Now, however, it is certain that the Bush administration also will fail to meet its own unilaterally-revised schedule. As the GAO notes, "the first 9 reports are due on or before September 30, 2005, and the other 12 are due on or before September 30, 2007."

That isn't going to happen. Of the 9 reports due this month:
"A specific timeline is in place for only the first report, and that report is on schedule. For 3 other reports, draft prospectuses, the first step in the writing process, have been released for public comment, but for the remaining 5 reports, originally planned for September 2005, no prospectuses had been published as of February 2005. Those reports are now expected to be completed up to a year later than planned, September 2006. The remaining 12 reports are currently expected to be completed by September 2007, according to the CCSP Strategic Plan. [But]... the completion of these 12 reports would be affected to some extent by the delay in issuing the first 9 reports... .
In July, Assistant Secretary of Commerce James R. Mahoney offered three reasons for the CCSP's failure to meet the administration's self-proclaimed deadline as well as the one stipulated in federal law. At the top of his list was the Executive Office of the President "underestimated the complexity and scope of the work involved to produce the reports." That sounds a lot like "the dog ate my homework," but not a four-legged dog.

The other two reasons included internal squabbling "about compliance with the Data Quality Act and Office of Management and Budget guidance on peer review" and "the director was severely ill ... when the assessment was getting started, which slowed momentum." There is no doubt that Mahoney -- who resigned recently, effective upon a replacement being named -- has been sick. But the biggie here is the internal squabbling over the "data quality" and "peer review" issues.

*WORK INSTRUCTION A*
In the excerpt on the climate reports, who gave three reasons for the CCSP missing its deadline?
*WORK INSTRUCTION B*
Rewrite the stretch of the excerpt on the climate reports from "That isn't going" through "9 reports... .", swapping "prospectuses" for "outlines".

*SUPPLIED MATERIAL*
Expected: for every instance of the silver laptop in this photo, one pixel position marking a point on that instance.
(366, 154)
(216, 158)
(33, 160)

*WORKED SOLUTION A*
Assistant Secretary of Commerce James R. Mahoney

*WORKED SOLUTION B*
That isn't going to happen. Of the 9 reports due this month:
"A specific timeline is in place for only the first report, and that report is on schedule. For 3 other reports, draft outlines, the first step in the writing process, have been released for public comment, but for the remaining 5 reports, originally planned for September 2005, no outlines had been published as of February 2005. Those reports are now expected to be completed up to a year later than planned, September 2006. The remaining 12 reports are currently expected to be completed by September 2007, according to the CCSP Strategic Plan. [But]... the completion of these 12 reports would be affected to some extent by the delay in issuing the first 9 reports... .